## Excerpted passage:
Start of Block

This gives the same atomicity as EAS's cross-contract call:

If the resolver rejects → transaction fails → credential is not issued
If the resolver is not included → cage validator sees missing withdrawal → transaction fails
If both pass → credential is issued with resolver conditions satisfied

Cage validator pseudo-code

-- During Modify (credential insertion):
case schema.resolver of
  Nothing  -> proceed normally
  Just resolverStakeCred ->
    -- Check that the resolver was executed in this transaction
    assert (resolverStakeCred `member` txInfoWdrl)
    -- The ledger guarantees the resolver script ran and succeeded

The check is a simple set membership test on the transaction's withdrawal map. No cross-contract call, no UTxO management, no contention.

Resolver script interface

A resolver staking script receives the standard Cardano staking redeemer context. It has access to the full ScriptContext, including:

txInfoInputs — all inputs being spent (including the cage UTxO)
txInfoOutputs — all outputs being created
txInfoSignatories — all public keys that signed the transaction
txInfoMint — all tokens minted/burned
txInfoData — all datums in the transaction

This gives resolvers full visibility into the credential issuance transaction, enabling rich custom logic.

Use cases

Payment resolver

Require a fee payment to a specific address when issuing credentials under a schema. The resolver checks that txInfoOutputs contains a payment to the expected address with the expected amount. For example, a certification body charges for issuing professional certifications.

Access control resolver

Restrict which issuers can use a schema. The resolver checks that txInfoSignatories contains an authorized issuer key. This enables a schema authority to whitelist credential issuers for sensitive schemas (e.g. medical credentials).

Evidence resolver

Require that evidence of qualification is submitted alongside the credential. The resolver checks that a specific datum (evidence hash) is present in txInfoData or attached to an output.

End of Block

## Exercise data:
Start of Block

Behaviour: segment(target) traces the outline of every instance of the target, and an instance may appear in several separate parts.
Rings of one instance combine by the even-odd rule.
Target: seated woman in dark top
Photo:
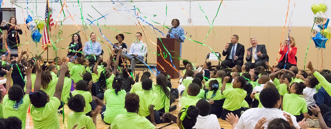
[[[71,37],[71,42],[69,45],[68,54],[67,55],[67,59],[76,56],[77,57],[81,57],[82,47],[79,34],[78,33],[74,34]]]
[[[126,45],[126,44],[125,43],[122,42],[123,40],[124,40],[124,35],[122,34],[119,34],[116,35],[116,40],[118,42],[118,43],[115,43],[114,44],[114,46],[113,46],[113,52],[114,53],[117,53],[118,51],[118,49],[121,49],[122,51],[121,52],[123,53],[126,53],[126,49],[127,48],[127,46]],[[114,54],[114,60],[116,60],[116,57],[117,54]],[[119,63],[118,64],[120,65],[123,63],[123,60],[125,60],[124,58],[122,58],[121,57],[119,59],[119,62],[118,62]],[[115,63],[114,62],[112,62],[113,64],[112,64],[112,66],[113,66],[115,65],[115,64],[114,64]]]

End of Block

## What you will do:
1 – Answer these questions from the resolver excerpt:
(a) What does the cage validator do when the schema's resolver is Nothing?
(b) Which ScriptContext field holds all public keys that signed the transaction?
(c) What does a payment resolver check?
2 – Recast the paragraph of the resolver excerpt that begins "Restrict which issuers can use a schema" as a short list that keeps its main facts.
3 – Extract, word for word, the part of the resolver excerpt that begins at the words "A resolver staking", and stop after "the cage UTxO)".
Rely solely on the resolver excerpt, bringing in nothing from outside it.

## Exercise results:
1 –
(a) It proceeds normally.
(b) txInfoSignatories.
(c) It checks that txInfoOutputs contains a payment to the expected address with the expected amount.

2 –
- Purpose: limits which issuers may use a schema.
- Check: txInfoSignatories must contain an authorized issuer key.
- Effect: a schema authority can whitelist credential issuers for sensitive schemas, such as medical credentials.

3 –
A resolver staking script receives the standard Cardano staking redeemer context. It has access to the full ScriptContext, including:

txInfoInputs — all inputs being spent (including the cage UTxO)